§ WERKINSTRUCTIES:
1: In welke plaats is CWL Line B.V. volgens de beschikking gevestigd?
2: Zet de alinea uit de beschikking die begint met "Op 9 februari 2024 heeft de Ondernemingskamer" om in een korte opsomming en behoud daarbij de belangrijkste feiten.
3: Schrijf de beschikking verder vanaf het punt waar de tekst ophoudt.

§ AANGELEVERDE TEKST:
----
ECLI:NL:GHAMS:2024:299

Gerechtshof Amsterdam

Datum uitspraak
9 februari 2024
Publicatiedatum
9 februari 2024
Zaaknummer
200.337.150/01OK
Instantie
Gerechtshof Amsterdam
Type
Uitspraak
Rechtsgebied
Civiel recht; Ondernemingsrecht
Procedures
  • Eerste aanleg - meervoudig
Vindplaatsen
  • Rechtspraak.nl
AI samenvatting door LexboostAutomatisch gegenereerd

Onderzoek en onmiddellijke voorzieningen in liquiditeitskwesties van vennootschappen

Op 9 februari 2024 heeft de Ondernemingskamer van het Gerechtshof Amsterdam een beschikking gegeven in een zaak tussen [A B.V.] en verschillende vennootschappen, waaronder CWL Line B.V., Volharding Tankrederij B.V. en Volharding Group B.V. De zaak betreft een enquêteprocedure naar het beleid en de gang van zaken van deze vennootschappen, die kampen met een acuut liquiditeitstekort. De verzoekster, [A B.V.], heeft verzocht om een onderzoek naar het beleid van CWL en Volharding c.s. over de periode vanaf december 2021, en om onmiddellijke voorzieningen te treffen om de liquiditeitsproblemen aan te pakken. De Ondernemingskamer heeft geconstateerd dat er gegronde redenen zijn om te twijfelen aan een juist beleid en een juiste gang van zaken binnen de betrokken vennootschappen. Er is een ernstig conflict tussen de aandeelhouders, wat heeft geleid tot een impasse in de besluitvorming. De Ondernemingskamer heeft daarom besloten om een onderzoek te bevelen en heeft onmiddellijke voorzieningen getroffen, waaronder de benoeming van een onafhankelijke bestuurder voor CWL en Volharding c.s. om de continuïteit van de onderneming te waarborgen. De kosten van het onderzoek komen ten laste van de betrokken vennootschappen.

Uitspraak

beschikking
___________________________________________________________________
GERECHTSHOF AMSTERDAM
ONDERNEMINGSKAMER
zaaknummer: 200.337.150/01 OK
beschikking van de Ondernemingskamer van 9 februari 2024
inzake
de besloten vennootschap met beperkte aansprakelijkheid
[A B.V.],
gevestigd te [....] ,
VERZOEKSTER,
advocaten:
mrs. G.R.G. Driessen,
D.J. Verduinen
G.R.M.W.J. Sola, kantoorhoudende te Amsterdam,
t e g e n
1. de besloten vennootschap met beperkte aansprakelijkheid
CWL LINE B.V.,
gevestigd te Werkendam,
advocaten:
mrs. E.J. Heijnen,
D. Hoffen
I.J. den Toom, kantoorhoudende te Rotterdam,
2. de besloten vennootschap met beperkte aansprakelijkheid
VOLHARDING TANKREDERIJ B.V.,
gevestigd te Amsterdam,
3. de besloten vennootschap met beperkte aansprakelijkheid
VOLHARDING GROUP B.V.,
gevestigd te Amsterdam,
VERWEERSTERS,
e n t e g e n
1. de besloten vennootschap met beperkte aansprakelijkheid
PMV INVESTMENTS B.V.,
gevestigd te Werkendam,
2.
----
§ UITTREKSEL GEGEVENS:
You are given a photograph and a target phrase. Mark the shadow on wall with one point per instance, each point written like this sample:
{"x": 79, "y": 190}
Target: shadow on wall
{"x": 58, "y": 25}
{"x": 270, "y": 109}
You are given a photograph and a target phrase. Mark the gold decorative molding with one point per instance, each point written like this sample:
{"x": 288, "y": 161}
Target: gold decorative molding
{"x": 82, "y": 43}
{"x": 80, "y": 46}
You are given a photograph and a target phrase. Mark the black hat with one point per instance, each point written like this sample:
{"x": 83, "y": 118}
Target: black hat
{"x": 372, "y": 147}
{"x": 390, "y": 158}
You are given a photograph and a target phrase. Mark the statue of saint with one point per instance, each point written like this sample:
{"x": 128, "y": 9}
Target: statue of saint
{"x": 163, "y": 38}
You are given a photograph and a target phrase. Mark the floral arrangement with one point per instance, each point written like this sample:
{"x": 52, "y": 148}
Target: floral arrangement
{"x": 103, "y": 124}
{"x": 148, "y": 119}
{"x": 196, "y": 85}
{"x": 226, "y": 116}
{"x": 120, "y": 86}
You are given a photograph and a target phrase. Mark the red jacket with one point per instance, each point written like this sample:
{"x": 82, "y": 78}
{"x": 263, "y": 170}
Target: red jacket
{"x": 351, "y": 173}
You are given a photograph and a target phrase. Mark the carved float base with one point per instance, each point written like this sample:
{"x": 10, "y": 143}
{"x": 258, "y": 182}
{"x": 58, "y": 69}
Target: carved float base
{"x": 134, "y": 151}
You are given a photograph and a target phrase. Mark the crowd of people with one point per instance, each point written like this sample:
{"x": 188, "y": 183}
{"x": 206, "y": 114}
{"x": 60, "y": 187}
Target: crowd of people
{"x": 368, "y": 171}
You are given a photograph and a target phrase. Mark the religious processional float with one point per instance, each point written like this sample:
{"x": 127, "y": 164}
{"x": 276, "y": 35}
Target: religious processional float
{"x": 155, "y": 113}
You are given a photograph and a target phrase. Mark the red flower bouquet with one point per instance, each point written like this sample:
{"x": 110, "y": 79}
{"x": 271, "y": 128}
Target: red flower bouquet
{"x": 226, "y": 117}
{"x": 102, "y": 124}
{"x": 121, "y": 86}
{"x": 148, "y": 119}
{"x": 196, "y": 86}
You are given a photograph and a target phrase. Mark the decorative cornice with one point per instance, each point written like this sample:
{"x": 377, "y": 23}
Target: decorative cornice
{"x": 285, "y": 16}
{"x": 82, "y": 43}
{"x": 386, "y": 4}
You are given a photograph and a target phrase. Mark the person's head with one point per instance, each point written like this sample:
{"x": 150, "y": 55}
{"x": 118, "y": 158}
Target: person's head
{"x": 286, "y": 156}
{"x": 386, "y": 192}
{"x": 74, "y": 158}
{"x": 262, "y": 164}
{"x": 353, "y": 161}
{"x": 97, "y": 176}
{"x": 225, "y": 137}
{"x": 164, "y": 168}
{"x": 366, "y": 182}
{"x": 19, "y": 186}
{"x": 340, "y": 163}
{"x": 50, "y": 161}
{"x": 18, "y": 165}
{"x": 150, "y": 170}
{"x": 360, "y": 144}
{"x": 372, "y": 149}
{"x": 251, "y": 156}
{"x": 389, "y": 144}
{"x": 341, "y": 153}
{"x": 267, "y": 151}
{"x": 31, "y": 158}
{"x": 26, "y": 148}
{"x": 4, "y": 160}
----
§ GEGEVEN ANTWOORDEN:
1: Werkendam.

2:
- Op 9 februari 2024 gaf de Ondernemingskamer van het Gerechtshof Amsterdam een beschikking in een zaak tussen [A B.V.] en onder meer CWL Line B.V., Volharding Tankrederij B.V. en Volharding Group B.V.
- Het is een enquêteprocedure naar het beleid en de gang van zaken van deze vennootschappen, die een acuut liquiditeitstekort hebben.
- [A B.V.] verzocht om een onderzoek naar het beleid vanaf december 2021 en om onmiddellijke voorzieningen tegen de liquiditeitsproblemen.
- De Ondernemingskamer zag gegronde redenen om te twijfelen aan een juist beleid en een juiste gang van zaken.
- Een ernstig conflict tussen de aandeelhouders leidde tot een impasse in de besluitvorming.
- De Ondernemingskamer beval een onderzoek en trof onmiddellijke voorzieningen, waaronder de benoeming van een onafhankelijke bestuurder om de continuïteit te waarborgen.
- De kosten van het onderzoek komen voor rekening van de betrokken vennootschappen.

3:
[(indirect) aandeelhouder 1 van CWL],
wonende te [....] ,
advocaten:
mrs. E.J. Heijnen,
D. Hoffen
I.J. den Toom, kantoorhoudende te Rotterdam,
3. de besloten vennootschap met beperkte aansprakelijkheid
SCHEEPVAARTBEDRIJF DARI B.V.,
gevestigd te Zwijndrecht,
advocaat:
mr. J-J.H. Budé, kantoorhoudend te Den Haag,

4 [bestuurder 1 van CWL] ,

wonende te [....] ,
advocaat:
mr. S.D. van de Kant,kantoorhoudend te Amsterdam,

5 [bestuurder 2 van CWL]

wonende te [....] ,
advocaten:
mrs. E.J. Heijnen, D. Hoffen
I.J. den Toom, kantoorhoudende te Rotterdam,
BELANGHEBBENDEN.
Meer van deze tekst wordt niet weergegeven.